→ Directions for this task: Locate the line that contains "Place a point on every instance of the orange" in the entries below, then repeat it and every following line through the line that contains "Place a point on every instance of the mulch", exactly, and no others.

→ Dataset content:
# # # # # # #
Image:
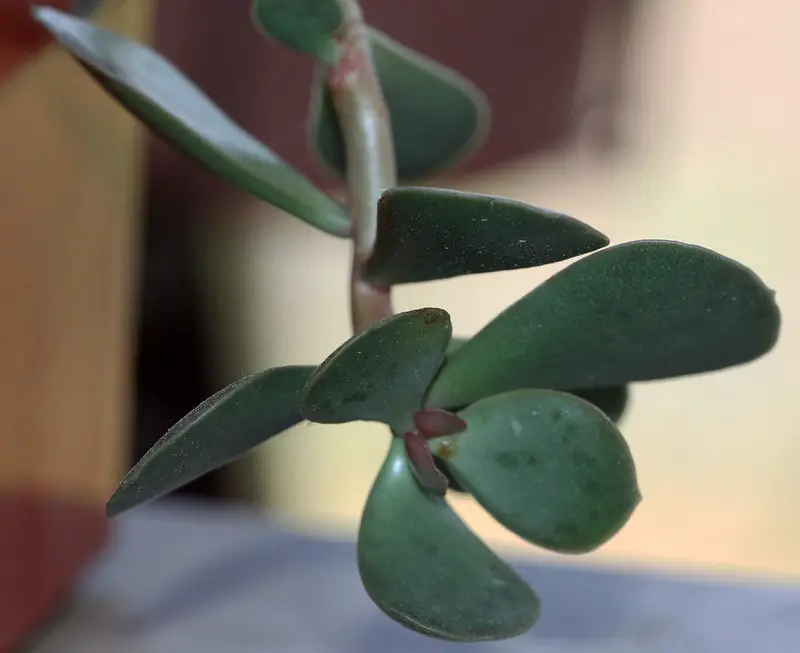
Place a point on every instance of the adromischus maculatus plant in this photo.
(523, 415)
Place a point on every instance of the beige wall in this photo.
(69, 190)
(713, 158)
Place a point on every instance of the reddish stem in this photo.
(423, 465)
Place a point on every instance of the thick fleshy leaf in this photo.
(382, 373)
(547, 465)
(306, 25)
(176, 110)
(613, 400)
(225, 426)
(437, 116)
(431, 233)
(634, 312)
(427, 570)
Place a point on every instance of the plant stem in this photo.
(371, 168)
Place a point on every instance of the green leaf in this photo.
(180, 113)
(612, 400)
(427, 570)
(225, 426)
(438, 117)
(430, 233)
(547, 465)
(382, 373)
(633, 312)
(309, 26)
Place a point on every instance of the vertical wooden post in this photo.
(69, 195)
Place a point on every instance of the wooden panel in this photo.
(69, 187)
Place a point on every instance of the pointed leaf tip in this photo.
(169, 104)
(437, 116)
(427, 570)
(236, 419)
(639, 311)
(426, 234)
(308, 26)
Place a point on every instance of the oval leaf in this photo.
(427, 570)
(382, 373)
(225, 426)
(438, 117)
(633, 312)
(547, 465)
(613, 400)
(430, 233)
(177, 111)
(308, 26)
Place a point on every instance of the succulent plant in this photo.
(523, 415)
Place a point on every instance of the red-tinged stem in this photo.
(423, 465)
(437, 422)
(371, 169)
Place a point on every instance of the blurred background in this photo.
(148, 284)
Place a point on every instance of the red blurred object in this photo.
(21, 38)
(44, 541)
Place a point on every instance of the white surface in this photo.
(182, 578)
# # # # # # #
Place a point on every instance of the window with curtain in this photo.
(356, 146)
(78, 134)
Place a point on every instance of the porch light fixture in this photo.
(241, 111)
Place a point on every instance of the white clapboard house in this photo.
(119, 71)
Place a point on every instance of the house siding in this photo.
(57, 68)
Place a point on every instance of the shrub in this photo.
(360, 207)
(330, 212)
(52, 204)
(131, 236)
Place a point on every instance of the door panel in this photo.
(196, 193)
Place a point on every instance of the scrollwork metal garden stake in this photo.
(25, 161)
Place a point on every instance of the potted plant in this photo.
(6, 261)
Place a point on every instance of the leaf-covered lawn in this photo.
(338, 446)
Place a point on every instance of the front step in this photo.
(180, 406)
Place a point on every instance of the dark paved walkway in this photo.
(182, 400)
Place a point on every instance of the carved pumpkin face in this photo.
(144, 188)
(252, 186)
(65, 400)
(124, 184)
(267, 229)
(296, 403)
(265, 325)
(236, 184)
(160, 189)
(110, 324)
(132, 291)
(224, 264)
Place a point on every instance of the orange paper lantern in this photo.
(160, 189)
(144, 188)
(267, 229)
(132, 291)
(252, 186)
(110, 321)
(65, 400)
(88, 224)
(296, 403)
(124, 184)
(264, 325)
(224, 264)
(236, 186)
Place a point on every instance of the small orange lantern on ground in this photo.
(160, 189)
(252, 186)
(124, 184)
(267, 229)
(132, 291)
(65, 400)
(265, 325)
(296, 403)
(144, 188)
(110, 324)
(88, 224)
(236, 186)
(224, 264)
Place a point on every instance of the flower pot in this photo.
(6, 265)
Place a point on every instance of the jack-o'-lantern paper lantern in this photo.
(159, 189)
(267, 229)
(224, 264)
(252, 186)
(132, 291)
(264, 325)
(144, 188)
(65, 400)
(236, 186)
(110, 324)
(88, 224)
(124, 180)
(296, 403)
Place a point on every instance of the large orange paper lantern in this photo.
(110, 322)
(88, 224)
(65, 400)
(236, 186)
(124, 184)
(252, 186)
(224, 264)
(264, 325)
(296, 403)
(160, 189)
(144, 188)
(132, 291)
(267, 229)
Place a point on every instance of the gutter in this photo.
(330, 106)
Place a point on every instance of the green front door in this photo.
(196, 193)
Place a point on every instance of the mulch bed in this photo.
# # # # # # #
→ Exercise result:
Place a point on every instance of the orange paper lantern in this photo.
(160, 189)
(144, 188)
(267, 229)
(132, 291)
(252, 186)
(110, 321)
(65, 400)
(88, 224)
(296, 403)
(124, 184)
(264, 325)
(224, 264)
(236, 186)
Place a point on every instance of the small orange lantern on ground in this photo.
(160, 189)
(252, 186)
(124, 184)
(267, 229)
(132, 291)
(65, 400)
(265, 325)
(296, 403)
(144, 188)
(110, 324)
(88, 224)
(236, 186)
(224, 264)
Place a point on every instance of the flower pot in this photo.
(6, 265)
Place a point on every instance of the jack-o'-lantern paper lantern in this photo.
(159, 189)
(267, 229)
(224, 264)
(252, 186)
(132, 291)
(264, 325)
(144, 188)
(65, 400)
(236, 186)
(110, 324)
(88, 224)
(124, 180)
(296, 403)
Place a point on every instance of the large orange paper lantern in this photo.
(110, 322)
(88, 224)
(65, 400)
(236, 186)
(124, 184)
(252, 186)
(224, 264)
(264, 325)
(296, 403)
(160, 189)
(144, 188)
(132, 291)
(267, 229)
Place a point on every instance of the gutter in this photo.
(330, 106)
Place a point on every instance of the green front door in this photo.
(196, 193)
Place a point on every instance of the mulch bed in this photo.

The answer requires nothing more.